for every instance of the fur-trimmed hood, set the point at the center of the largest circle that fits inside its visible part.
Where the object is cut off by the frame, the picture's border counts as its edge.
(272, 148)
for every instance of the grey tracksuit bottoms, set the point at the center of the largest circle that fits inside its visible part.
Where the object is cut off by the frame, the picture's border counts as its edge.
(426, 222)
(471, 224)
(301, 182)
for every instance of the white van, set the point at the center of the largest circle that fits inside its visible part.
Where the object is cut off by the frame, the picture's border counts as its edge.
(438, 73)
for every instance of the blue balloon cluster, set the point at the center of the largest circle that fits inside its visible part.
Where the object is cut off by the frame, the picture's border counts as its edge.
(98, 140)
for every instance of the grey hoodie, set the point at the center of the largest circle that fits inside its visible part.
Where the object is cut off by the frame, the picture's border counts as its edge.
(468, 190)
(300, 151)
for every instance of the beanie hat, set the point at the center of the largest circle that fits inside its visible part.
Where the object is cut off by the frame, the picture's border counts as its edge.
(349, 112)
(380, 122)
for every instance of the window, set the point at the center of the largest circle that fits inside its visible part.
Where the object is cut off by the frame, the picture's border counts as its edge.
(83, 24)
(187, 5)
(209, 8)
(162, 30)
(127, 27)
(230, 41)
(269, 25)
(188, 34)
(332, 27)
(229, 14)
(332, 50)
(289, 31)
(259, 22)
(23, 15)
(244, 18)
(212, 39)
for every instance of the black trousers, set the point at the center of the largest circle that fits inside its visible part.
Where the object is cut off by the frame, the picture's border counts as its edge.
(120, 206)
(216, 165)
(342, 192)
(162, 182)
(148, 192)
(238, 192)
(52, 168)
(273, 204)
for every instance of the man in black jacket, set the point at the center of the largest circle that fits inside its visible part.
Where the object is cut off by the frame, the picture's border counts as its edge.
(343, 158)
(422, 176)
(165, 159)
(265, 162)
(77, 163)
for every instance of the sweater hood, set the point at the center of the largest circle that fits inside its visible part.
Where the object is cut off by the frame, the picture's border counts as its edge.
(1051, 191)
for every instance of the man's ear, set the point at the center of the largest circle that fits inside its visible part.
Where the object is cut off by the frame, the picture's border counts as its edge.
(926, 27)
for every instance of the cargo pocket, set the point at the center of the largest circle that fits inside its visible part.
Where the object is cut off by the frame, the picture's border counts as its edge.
● ● ● ●
(ASSIGNED TASK) Filter the entries above down to the lines that hold the word "fits", and copy those lines.

(SOLUTION FOR THIS TASK)
for every instance of the fur-trimmed hood, set the point at the center of the largest circle that fits inside its visible part.
for every instance of the grey tracksuit bottoms, set the point at the center of the largest circle that fits inside its visible part.
for every instance of the white van, set the point at the center of the largest circle that fits inside its visible part.
for every instance of the blue balloon cluster, set the point at the center of the largest circle that fits inside its visible part.
for every instance of the grey hoodie, set the point at the center of the largest circle that fits inside its visible part.
for every instance of the beanie hat, set the point at the center of the largest circle that fits inside its visible part.
for every instance of the window, set the point at the center of the largest circle that fits inside its visible part.
for every instance of the black trousers, set the point at the center of the largest circle that fits inside its visible part.
for every instance of the man in black jacket, set the point at the center of the largest circle that fits inside its visible part.
for every instance of the sweater hood, set the point at the center of the largest circle that fits inside its visible part.
for every instance of the man's ear, set the point at the center of the largest circle that fits inside its visible part.
for every instance of the cargo pocket, set the point at the center of the largest circle that fits inside its visible part.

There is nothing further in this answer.